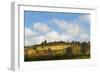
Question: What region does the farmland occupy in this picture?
[24,41,90,62]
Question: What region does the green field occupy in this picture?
[24,42,90,62]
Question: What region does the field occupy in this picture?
[24,42,90,62]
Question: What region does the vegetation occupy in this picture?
[24,40,90,61]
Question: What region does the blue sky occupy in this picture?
[24,11,90,45]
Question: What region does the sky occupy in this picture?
[24,11,90,46]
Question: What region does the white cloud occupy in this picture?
[33,22,51,33]
[52,19,68,30]
[53,19,83,36]
[25,19,90,45]
[79,14,90,22]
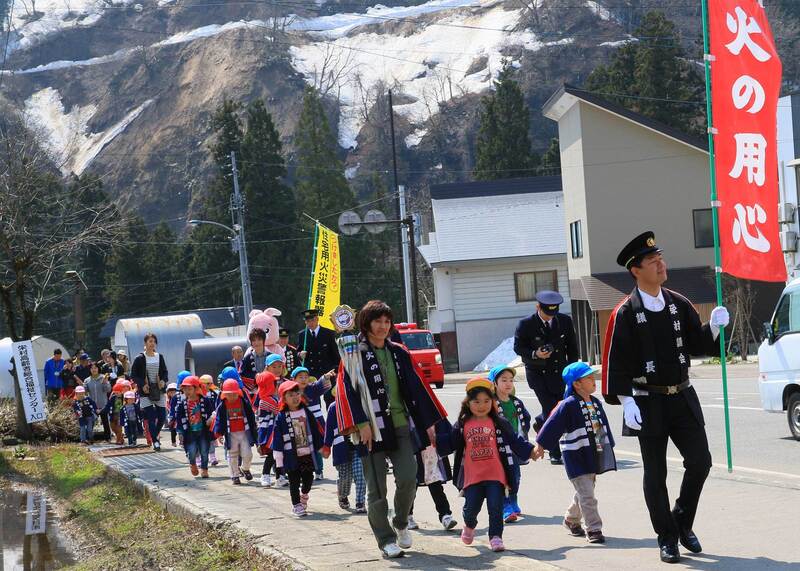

- - - -

## INSTRUKSI ANDA
Tukar setiap "in this picture" dengan "in this image" di seluruh data di atas, dan biarkan bagian lainnya tetap sama. Jangan sertakan gambar dalam jawaban.

## JAWABAN LATIHAN
Question: What region does the farmland occupy in this image?
[24,41,90,62]
Question: What region does the green field occupy in this image?
[24,42,90,62]
Question: What region does the field occupy in this image?
[24,42,90,62]
Question: What region does the vegetation occupy in this image?
[24,40,90,61]
Question: What region does the blue sky occupy in this image?
[24,11,90,45]
Question: What region does the sky occupy in this image?
[24,11,90,46]
Question: What region does the white cloud occupy in this image?
[33,22,51,33]
[52,19,68,30]
[53,19,83,36]
[25,19,90,45]
[79,14,90,22]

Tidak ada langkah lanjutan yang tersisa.